§ **Work to be completed**:
Do these three statements agree with the text on sulfide mining in Maine? Answer each with yes or no, and quote the deciding words of the text. 1. Maine's 2012 law was passed at the urging of a Canadian-based company. 2. Sulfide mining usually takes place in underground tunnels rather than open pits. 3. Acid mine drainage leaves a slimy, orange coating in the beds of affected waterways.

§ **Passage to read**:
• • • • •
In 2012, at the urging of Canadian-based J.D Irving Company, Maine lawmakers passed a law that, among other things, weakens water quality protections for a specific type of mining in Maine (metallic mineral mining also known as sulfide mining).
Sulfide mining could have dramatic implications on Maine's clean water and wildlife habitat, and Maine Conservation Voters continues to advocate for strengthening and clarifying clean water standards in any rules or legislation on this issue. Additionally, we advocate for strong assurances that taxpayers will never be left footing the bill for clean up costs if sulfide mines are built in the state.
Background: Metals such as copper, silver, gold, nickel and zinc are often found in rock know as sulfide ores. Sulfide mining is the process of extracting these metals from rock deposits. The process almost always involves carving large open pits into the landscape to expose ore-bearing rock. The rock is then pulverized so the desirable metals can be retrieved.
Pollution from this type of mining presents significant risks to the environment. When sulfides in rock are excavated and exposed to water and air in the mining process, a chemical reaction creates sulfuric acid, which is highly corrosive. When it gets into ground and surface waters, it destroys water quality and kills aquatic life. The result of this process is known as acid mine drainage (AMD).
Additionally, the process of pulverizing rock to expose desirable metals can also unearth a host of toxic heavy metals like lead, mercury, and copper sulfate. Water can then leach these metals out of the rocks into nearby waters, and the acidic conditions created by the AMD make this leaching even worse. The signature of AMD is a slimy, orange coating (precipitate) that builds up in the beds of affected waterways.
• • • • •
§ **Record excerpts**:
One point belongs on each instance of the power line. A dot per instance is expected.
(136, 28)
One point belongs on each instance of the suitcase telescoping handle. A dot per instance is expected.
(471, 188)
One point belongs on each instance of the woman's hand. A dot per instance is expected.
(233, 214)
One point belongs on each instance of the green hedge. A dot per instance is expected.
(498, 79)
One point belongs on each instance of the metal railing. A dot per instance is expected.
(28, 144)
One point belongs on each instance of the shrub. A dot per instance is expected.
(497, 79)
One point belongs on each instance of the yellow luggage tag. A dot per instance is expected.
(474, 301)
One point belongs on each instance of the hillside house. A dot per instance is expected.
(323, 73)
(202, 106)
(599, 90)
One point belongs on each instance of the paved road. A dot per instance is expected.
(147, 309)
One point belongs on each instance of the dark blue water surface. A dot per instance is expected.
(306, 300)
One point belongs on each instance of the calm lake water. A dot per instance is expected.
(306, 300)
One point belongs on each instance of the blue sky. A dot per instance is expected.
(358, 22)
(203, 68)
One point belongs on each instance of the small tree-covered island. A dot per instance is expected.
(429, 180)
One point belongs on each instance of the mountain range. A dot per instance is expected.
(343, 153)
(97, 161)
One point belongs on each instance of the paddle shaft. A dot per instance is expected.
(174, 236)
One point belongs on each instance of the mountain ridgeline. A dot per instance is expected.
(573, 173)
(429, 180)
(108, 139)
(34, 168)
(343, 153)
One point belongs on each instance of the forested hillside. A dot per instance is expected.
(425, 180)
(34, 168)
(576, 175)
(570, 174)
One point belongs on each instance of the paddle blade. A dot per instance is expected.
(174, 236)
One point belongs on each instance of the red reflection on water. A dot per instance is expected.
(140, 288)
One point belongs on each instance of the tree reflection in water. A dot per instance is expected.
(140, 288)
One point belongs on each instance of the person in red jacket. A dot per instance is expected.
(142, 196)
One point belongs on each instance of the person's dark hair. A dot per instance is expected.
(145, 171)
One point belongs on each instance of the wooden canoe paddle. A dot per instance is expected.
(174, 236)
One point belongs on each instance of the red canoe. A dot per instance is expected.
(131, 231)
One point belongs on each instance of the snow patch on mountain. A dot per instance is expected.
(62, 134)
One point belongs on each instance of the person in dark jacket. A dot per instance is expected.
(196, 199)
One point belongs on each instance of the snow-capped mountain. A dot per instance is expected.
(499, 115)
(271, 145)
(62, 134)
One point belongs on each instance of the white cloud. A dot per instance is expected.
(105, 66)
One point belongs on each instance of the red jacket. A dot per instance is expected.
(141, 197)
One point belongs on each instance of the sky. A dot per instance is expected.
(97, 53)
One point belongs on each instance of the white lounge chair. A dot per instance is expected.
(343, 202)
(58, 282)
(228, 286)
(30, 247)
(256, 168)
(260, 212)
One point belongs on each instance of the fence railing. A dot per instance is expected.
• • • • •
§ **Task response**:
1. Yes: "at the urging of Canadian-based J.D Irving Company"
2. No: "The process almost always involves carving large open pits into the landscape to expose ore-bearing rock."
3. Yes: "The signature of AMD is a slimy, orange coating (precipitate) that builds up in the beds of affected waterways."